SUPPLIED MATERIAL>
**********
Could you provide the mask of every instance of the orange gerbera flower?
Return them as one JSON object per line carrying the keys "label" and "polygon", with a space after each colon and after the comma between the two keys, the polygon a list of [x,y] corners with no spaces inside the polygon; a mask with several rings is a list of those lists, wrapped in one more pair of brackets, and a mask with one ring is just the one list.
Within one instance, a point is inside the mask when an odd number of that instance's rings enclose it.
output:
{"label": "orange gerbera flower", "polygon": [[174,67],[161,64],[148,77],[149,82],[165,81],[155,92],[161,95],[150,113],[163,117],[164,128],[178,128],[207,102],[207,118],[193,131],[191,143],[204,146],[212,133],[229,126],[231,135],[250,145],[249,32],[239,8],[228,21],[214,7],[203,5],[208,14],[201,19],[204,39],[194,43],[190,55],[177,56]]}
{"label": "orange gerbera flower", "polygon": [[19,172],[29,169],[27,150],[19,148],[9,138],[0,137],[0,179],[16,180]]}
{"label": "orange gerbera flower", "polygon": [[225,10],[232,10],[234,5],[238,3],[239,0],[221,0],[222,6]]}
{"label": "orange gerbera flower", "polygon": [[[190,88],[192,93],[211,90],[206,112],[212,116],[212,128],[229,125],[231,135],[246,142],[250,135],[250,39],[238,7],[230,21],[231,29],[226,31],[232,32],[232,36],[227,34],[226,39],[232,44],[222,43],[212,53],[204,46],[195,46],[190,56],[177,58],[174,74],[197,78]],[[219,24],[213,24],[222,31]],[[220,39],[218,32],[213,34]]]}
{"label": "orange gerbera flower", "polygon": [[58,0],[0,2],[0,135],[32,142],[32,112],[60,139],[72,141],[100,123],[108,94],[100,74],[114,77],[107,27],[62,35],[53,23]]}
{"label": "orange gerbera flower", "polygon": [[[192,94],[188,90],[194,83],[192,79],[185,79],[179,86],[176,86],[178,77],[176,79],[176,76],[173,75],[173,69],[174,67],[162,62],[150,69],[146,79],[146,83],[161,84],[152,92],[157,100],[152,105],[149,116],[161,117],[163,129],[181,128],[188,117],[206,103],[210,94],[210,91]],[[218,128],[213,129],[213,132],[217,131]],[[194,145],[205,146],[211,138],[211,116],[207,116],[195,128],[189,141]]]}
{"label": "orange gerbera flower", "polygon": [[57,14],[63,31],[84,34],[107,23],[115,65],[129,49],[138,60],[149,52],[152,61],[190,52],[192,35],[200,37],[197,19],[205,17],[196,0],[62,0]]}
**********
TASK DIRECTIONS> Extract the data in full. Keep it word for word.

COMPLETE ANSWER>
Could you provide the mask of every instance of the orange gerbera flower?
Return them as one JSON object per line carrying the keys "label" and "polygon", with a space after each colon and after the comma between the two keys, the polygon a list of [x,y] corners with no spaces inside the polygon; a mask with several rings is a list of those lists, wrapped in one more pair of brackets, and a mask with one ring is just the one list.
Within one instance, a point is inside the mask when an odd number of that instance's rings enclose it.
output:
{"label": "orange gerbera flower", "polygon": [[174,67],[161,64],[148,77],[149,82],[165,81],[155,92],[161,95],[150,113],[163,117],[164,128],[178,128],[207,102],[207,118],[193,131],[191,143],[204,146],[212,133],[229,126],[231,135],[250,145],[249,32],[239,8],[228,21],[214,7],[203,5],[208,14],[201,19],[204,39],[194,43],[190,55],[177,56]]}
{"label": "orange gerbera flower", "polygon": [[19,172],[29,169],[27,150],[19,148],[9,138],[0,137],[0,179],[16,180]]}
{"label": "orange gerbera flower", "polygon": [[225,10],[232,10],[234,5],[238,3],[239,0],[221,0],[222,6]]}
{"label": "orange gerbera flower", "polygon": [[[190,88],[192,93],[211,90],[206,112],[212,116],[212,128],[229,125],[231,135],[246,142],[250,135],[250,39],[238,7],[230,21],[231,29],[226,31],[232,32],[232,36],[227,34],[226,39],[232,44],[222,43],[212,53],[204,46],[195,46],[190,56],[177,58],[174,74],[197,78]],[[219,24],[213,24],[222,31]],[[220,39],[218,32],[213,34]]]}
{"label": "orange gerbera flower", "polygon": [[58,0],[0,2],[0,135],[32,142],[32,112],[60,139],[72,141],[100,123],[108,94],[100,74],[114,77],[107,27],[62,35],[53,23]]}
{"label": "orange gerbera flower", "polygon": [[[192,94],[188,90],[194,83],[192,79],[185,79],[179,86],[176,86],[178,77],[176,79],[176,76],[173,75],[173,69],[174,67],[162,62],[150,69],[146,79],[146,83],[161,84],[152,92],[157,100],[152,105],[149,116],[161,117],[163,129],[181,128],[188,117],[206,103],[210,94],[210,91]],[[218,128],[213,129],[213,132],[217,131]],[[194,145],[205,146],[211,138],[211,116],[207,116],[195,128],[189,141]]]}
{"label": "orange gerbera flower", "polygon": [[57,14],[63,31],[84,34],[107,23],[115,65],[129,49],[138,60],[149,52],[152,61],[190,52],[192,35],[200,37],[197,19],[205,17],[196,0],[62,0]]}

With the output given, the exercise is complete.